NBR already has a robust litter-collection and prevention program (you can read more about them in this story). But while there is improvement in the amounts of littered items like paper, plastic, and restaurant wrappings, Thomas says the amount of cigarette litter isn’t budging.  

 

NBR decided to adopt a program that saw significant success in the UK: “Ballot bins—they’re actually cigarette receptacles where you can vote with your cigarette butt.”

 

The original ballot bins across the pond posed yes or no questions to smokers, who could vote on answers by placing their butts in the corresponding bins. But NBR wanted to be sure it wasn’t encouraging people to smoke with the questions, so Thomas says it’s partnering with the Philadelphia Health Department to script “true or false” questions about the health effects of smoking.

^^^^^^^^^^^^^^^^

Job: Can you write the next part of the article on NBR's cigarette ballot bins, picking up after its final sentence?

Data:
^^^^^^^^^^^^^^^^

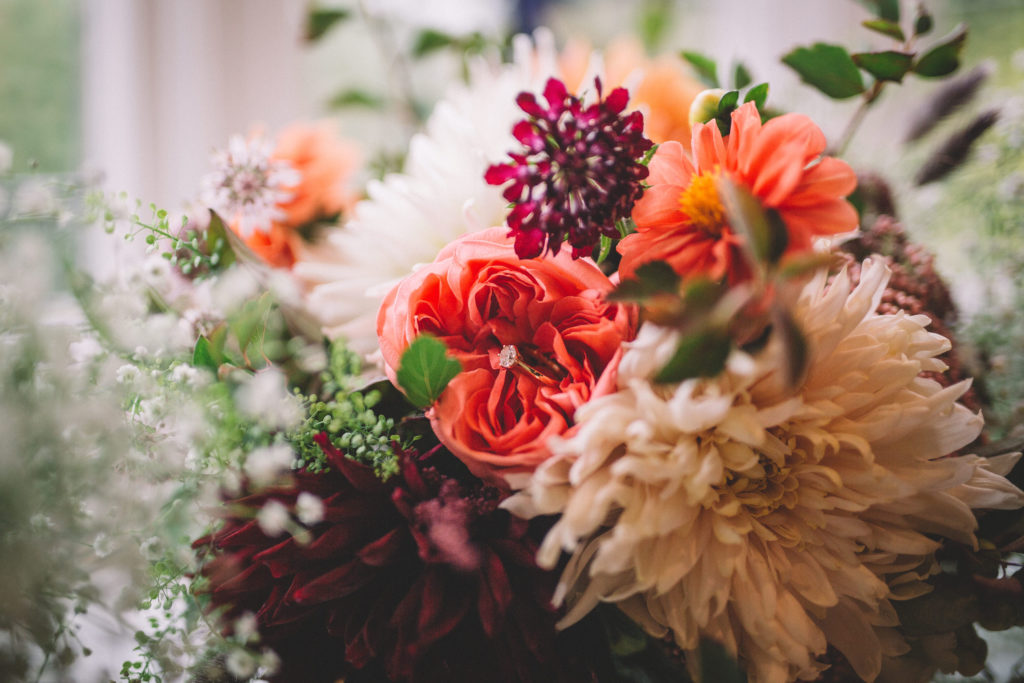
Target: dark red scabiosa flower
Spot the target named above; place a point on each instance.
(419, 579)
(579, 171)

^^^^^^^^^^^^^^^^

Expected answer:
And thanks to the glass-fronted bins, “this is not just people voting with cigarettes. We’re getting information from this,” Thomas notes. Before emptying each bin, they’ll document the levels with photographs to get a better idea of where more education is needed.

 

NBR’s inaugural two bins were already donated to the non-profit, and the KPB grant is going to help the organization track the result: “If it’s good, we can purchase more,” Thomas says. One bin is going in front of a recovery center on North Broad, and another is going in at Broad and Allegheny, a major transit hub suffering from lots of tobacco litter.

 

Thomas hopes the bins and education around them will be one more way to engage with the local community while also keeping them informed.